→ REQUIREMENT 1:
From the WordPress data mining text, reproduce the passage that opens with the words containing "In September 2023, WordPress.com" and closes with "AI use case.", word for word.
→ REQUIREMENT 2:
According to the WordPress data mining text, which Firehose customer is rolling off this month?
→ REQUIREMENT 3:
Continue the WordPress data mining text, starting after its final sentence.

→ TEXT PROVIDED:
[Start of section]
WordPress data mining and sharing

Jason Koebler:

Update: After this article was published, Automattic told 404 Media that it is “deprecating” the Firehose: “SocialGist is rolling off as a firehose customer this month and the remaining customers are winding down in the coming months, both things that were already in motion for different reasons,” an Automattic spokesperson said. “We’re in the process of updating our developer page to indicate that we have been deprecating the old firehose for several months.” The spokesperson did not answer the original questions we posed to them about the data supply chain for the Firehose.

In September 2023, WordPress.com quietly changed the language of a developer page explaining how to access a “Firehose” of roughly a million daily WordPress posts to add that the feeds are “intended for partners like search engines, artificial intelligence (AI) products and market intelligence providers who would like to ingest a real-time stream of new content from a wide spectrum of publishers.” Before then, this page did not note the AI use case.
[End of section]
→ GIVEN INFORMATION:
[Start of section]
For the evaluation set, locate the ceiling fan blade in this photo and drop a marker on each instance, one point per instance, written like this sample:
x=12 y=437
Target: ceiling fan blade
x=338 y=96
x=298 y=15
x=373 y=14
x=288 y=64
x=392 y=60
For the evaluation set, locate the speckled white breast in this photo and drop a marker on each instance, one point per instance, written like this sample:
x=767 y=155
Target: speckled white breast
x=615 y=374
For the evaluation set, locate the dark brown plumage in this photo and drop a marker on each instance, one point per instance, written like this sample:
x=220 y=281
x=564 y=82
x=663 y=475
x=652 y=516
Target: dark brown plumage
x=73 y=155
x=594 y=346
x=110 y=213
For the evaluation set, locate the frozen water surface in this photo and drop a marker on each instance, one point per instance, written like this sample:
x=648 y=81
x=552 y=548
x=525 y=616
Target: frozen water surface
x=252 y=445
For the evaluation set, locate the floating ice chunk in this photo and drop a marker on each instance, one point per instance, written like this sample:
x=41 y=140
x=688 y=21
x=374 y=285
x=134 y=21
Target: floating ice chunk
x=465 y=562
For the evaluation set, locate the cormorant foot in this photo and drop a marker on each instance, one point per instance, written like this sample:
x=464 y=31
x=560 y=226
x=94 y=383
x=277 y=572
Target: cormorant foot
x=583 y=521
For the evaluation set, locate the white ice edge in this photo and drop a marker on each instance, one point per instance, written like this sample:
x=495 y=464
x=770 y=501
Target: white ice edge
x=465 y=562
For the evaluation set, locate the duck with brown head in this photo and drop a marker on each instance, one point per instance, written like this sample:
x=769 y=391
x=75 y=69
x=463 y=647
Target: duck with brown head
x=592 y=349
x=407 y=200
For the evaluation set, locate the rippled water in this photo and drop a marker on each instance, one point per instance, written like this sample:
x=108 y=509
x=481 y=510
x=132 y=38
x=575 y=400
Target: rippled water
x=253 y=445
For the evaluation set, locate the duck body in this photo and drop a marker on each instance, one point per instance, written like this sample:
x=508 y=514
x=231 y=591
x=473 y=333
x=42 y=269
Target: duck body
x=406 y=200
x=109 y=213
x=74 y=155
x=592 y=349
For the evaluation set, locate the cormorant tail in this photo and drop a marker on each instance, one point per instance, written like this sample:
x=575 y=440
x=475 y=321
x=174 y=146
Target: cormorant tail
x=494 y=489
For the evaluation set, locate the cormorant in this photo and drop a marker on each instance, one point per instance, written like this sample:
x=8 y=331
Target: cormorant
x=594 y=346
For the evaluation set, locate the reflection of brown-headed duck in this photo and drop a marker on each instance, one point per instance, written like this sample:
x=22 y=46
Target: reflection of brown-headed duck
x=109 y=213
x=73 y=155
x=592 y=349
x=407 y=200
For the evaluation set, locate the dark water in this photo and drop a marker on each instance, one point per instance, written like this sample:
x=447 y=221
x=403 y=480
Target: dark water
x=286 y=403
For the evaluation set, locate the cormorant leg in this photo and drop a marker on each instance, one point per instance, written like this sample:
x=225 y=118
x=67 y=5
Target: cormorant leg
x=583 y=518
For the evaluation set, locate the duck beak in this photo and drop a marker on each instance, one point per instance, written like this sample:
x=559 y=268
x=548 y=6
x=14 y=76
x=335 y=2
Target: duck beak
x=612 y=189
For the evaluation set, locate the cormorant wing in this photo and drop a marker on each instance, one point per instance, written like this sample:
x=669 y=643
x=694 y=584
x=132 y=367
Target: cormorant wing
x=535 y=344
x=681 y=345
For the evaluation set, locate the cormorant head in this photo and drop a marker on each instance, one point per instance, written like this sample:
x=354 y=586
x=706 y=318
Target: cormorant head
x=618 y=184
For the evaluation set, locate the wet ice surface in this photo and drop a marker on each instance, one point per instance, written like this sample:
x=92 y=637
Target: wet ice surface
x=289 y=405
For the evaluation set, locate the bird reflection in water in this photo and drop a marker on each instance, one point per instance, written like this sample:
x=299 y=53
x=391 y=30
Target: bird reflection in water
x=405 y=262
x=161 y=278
[End of section]
→ WRITTEN REPLY 1:
In September 2023, WordPress.com quietly changed the language of a developer page explaining how to access a “Firehose” of roughly a million daily WordPress posts to add that the feeds are “intended for partners like search engines, artificial intelligence (AI) products and market intelligence providers who would like to ingest a real-time stream of new content from a wide spectrum of publishers.” Before then, this page did not note the AI use case.

→ WRITTEN REPLY 2:
SocialGist

→ WRITTEN REPLY 3:
This is notable because of the fervor and confusion that has arisen this week after we broke the news that Automattic, which owns WordPress.com and Tumblr, was preparing to send user data to OpenAI and Midjourney. Since then, there has been much discussion about which WordPress blogs would be included, which would not, whether data was already sent, and whether people who opt out would have their data redacted retroactively.